= WHAT TO PRODUCE =
Using the listing below, keep only the lines with the word "arch" and copy them.
EXTRACTED ENTRIES Start Marker
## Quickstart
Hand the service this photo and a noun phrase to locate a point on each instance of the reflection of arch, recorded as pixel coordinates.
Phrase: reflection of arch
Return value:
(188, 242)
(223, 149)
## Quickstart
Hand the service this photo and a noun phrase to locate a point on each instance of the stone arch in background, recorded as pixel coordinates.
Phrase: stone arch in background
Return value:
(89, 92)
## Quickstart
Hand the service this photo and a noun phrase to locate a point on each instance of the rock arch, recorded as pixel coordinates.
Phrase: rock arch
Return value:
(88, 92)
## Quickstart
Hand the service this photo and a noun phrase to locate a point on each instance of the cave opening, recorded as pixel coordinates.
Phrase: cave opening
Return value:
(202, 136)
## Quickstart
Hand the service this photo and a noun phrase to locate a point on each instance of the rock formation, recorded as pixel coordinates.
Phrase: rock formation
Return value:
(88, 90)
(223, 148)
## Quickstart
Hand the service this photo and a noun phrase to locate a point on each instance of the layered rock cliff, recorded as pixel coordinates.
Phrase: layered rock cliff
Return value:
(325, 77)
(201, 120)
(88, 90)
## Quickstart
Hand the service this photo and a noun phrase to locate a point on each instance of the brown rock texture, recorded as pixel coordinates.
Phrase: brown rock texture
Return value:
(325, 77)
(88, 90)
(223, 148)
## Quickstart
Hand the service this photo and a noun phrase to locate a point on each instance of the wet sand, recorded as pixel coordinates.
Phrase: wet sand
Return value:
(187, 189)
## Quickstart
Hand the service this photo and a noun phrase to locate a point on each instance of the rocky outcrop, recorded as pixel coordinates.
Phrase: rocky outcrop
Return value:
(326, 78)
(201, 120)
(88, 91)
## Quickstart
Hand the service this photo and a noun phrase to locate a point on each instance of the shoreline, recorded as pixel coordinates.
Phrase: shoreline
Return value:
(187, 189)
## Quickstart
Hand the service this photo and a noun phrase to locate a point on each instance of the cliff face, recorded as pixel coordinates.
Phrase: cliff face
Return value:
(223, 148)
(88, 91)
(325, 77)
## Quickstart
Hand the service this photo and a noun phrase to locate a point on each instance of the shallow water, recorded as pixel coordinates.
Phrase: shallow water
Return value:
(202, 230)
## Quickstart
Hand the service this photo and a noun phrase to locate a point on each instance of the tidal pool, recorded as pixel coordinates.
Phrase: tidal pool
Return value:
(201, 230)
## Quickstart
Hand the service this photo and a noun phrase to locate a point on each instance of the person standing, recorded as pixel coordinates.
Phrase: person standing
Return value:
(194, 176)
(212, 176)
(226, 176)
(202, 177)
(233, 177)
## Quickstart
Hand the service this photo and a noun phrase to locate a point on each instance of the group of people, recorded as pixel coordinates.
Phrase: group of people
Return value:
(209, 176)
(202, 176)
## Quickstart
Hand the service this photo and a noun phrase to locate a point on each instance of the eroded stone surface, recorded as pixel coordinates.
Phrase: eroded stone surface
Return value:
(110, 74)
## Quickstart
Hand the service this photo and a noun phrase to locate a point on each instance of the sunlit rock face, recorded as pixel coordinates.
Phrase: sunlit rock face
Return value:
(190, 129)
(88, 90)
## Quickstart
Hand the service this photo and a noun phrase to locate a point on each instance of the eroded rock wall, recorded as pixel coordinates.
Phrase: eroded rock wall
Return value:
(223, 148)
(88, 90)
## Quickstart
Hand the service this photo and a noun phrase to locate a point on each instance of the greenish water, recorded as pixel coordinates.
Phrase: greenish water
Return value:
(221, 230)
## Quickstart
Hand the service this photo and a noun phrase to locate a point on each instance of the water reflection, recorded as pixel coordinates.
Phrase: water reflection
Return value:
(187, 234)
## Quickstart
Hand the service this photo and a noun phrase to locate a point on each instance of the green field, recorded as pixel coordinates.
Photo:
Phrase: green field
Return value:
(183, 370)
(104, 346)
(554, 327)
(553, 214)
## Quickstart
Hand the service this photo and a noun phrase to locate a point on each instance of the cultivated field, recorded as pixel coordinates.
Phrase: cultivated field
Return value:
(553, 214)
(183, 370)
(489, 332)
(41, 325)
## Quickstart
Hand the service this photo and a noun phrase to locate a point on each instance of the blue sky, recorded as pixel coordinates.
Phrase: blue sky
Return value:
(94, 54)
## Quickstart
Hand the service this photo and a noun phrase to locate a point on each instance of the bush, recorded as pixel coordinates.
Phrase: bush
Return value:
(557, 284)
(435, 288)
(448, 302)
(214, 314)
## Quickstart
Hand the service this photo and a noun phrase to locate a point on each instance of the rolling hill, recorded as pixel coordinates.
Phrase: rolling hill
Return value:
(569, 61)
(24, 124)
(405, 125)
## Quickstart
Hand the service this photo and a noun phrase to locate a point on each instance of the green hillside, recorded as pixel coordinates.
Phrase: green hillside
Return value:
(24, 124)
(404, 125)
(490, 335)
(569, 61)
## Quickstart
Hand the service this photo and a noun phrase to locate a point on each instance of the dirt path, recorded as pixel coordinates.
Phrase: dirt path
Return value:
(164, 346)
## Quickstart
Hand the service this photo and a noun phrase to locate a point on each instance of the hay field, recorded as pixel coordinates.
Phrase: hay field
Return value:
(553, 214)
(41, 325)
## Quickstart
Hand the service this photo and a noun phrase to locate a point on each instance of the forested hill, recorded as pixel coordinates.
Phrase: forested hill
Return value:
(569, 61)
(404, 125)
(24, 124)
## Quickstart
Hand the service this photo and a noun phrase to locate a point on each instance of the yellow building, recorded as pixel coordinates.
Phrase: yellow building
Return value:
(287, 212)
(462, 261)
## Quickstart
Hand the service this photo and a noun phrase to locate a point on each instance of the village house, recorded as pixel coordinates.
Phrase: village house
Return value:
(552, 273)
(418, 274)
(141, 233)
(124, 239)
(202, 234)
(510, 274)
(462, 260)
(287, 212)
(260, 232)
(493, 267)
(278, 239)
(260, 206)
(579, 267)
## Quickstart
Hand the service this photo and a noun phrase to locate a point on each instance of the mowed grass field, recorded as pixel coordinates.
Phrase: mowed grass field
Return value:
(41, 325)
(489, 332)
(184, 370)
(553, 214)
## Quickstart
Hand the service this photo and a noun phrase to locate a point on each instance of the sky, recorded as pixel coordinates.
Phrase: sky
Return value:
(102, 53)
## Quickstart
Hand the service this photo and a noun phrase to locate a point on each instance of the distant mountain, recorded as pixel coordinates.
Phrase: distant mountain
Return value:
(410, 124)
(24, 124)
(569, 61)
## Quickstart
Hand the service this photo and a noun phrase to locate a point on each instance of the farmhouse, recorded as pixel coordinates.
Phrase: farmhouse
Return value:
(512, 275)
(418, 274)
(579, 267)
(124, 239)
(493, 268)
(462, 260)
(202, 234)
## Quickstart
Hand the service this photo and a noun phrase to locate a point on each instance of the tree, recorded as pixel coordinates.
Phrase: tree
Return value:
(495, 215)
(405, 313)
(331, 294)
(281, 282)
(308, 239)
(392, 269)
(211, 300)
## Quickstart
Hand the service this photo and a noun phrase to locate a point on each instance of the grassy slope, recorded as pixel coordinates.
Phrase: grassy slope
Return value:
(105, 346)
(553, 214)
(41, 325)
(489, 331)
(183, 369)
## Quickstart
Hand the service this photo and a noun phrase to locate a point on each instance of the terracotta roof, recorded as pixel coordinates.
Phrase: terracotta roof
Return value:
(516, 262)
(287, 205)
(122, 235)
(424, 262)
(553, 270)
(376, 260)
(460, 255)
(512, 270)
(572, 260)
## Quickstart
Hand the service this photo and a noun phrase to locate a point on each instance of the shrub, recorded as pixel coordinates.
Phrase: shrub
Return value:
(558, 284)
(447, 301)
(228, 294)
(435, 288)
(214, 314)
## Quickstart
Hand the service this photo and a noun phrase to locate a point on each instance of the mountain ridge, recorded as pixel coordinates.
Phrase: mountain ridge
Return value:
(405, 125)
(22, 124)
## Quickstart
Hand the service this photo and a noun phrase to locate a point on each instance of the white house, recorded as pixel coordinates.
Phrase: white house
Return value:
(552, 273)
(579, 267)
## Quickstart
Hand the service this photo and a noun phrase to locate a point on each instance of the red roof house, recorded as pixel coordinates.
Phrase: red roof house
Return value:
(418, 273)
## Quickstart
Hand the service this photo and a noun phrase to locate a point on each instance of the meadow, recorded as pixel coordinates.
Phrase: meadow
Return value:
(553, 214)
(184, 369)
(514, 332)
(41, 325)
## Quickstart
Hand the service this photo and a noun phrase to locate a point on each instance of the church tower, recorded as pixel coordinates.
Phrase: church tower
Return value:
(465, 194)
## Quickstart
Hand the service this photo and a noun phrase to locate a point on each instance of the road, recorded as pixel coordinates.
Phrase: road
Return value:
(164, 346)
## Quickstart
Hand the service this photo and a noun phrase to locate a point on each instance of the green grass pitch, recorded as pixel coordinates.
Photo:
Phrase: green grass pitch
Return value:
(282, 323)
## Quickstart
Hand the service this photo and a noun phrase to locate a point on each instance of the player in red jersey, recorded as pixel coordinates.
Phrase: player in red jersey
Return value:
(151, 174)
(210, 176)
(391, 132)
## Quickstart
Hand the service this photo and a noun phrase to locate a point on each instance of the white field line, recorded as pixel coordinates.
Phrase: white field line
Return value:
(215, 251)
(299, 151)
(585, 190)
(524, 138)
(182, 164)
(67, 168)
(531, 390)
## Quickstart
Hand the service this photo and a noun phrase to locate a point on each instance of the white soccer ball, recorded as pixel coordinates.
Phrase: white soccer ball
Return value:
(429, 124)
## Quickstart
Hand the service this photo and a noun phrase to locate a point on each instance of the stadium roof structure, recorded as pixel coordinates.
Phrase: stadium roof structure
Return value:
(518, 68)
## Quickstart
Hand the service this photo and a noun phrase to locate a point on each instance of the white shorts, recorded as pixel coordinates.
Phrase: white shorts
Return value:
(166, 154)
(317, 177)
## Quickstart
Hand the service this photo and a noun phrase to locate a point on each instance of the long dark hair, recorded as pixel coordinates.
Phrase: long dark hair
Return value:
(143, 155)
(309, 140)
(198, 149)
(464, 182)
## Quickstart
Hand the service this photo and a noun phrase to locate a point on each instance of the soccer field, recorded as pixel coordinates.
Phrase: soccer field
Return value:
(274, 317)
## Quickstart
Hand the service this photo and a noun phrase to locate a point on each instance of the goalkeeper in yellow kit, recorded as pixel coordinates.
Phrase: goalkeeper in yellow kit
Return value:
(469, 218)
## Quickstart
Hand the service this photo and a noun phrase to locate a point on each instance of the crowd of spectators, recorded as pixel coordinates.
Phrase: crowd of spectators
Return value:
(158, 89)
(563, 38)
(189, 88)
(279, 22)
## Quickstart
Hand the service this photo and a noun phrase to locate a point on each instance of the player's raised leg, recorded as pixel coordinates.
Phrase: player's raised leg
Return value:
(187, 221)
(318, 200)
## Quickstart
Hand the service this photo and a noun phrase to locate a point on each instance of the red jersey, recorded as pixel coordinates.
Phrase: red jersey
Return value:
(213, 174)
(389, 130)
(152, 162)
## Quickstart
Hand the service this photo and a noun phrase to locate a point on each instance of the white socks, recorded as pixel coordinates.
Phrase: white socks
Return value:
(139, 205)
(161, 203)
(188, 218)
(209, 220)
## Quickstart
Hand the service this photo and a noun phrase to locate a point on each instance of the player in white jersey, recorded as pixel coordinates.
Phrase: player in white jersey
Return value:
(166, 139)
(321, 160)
EXTRACTED ENTRIES End Marker
= RESPONSE AREA =
Hand the service this photo and a noun phrase to locate a point on each instance of the reflection of arch, recorded as pixel coordinates.
Phrase: reflection of arch
Hand the service this photo and a noun phrase to locate a point on each instance of the stone arch in background, recorded as pixel coordinates.
Phrase: stone arch in background
Hand the service this photo and a noun phrase to locate a point on each instance of the rock arch, recorded as pixel coordinates.
Phrase: rock arch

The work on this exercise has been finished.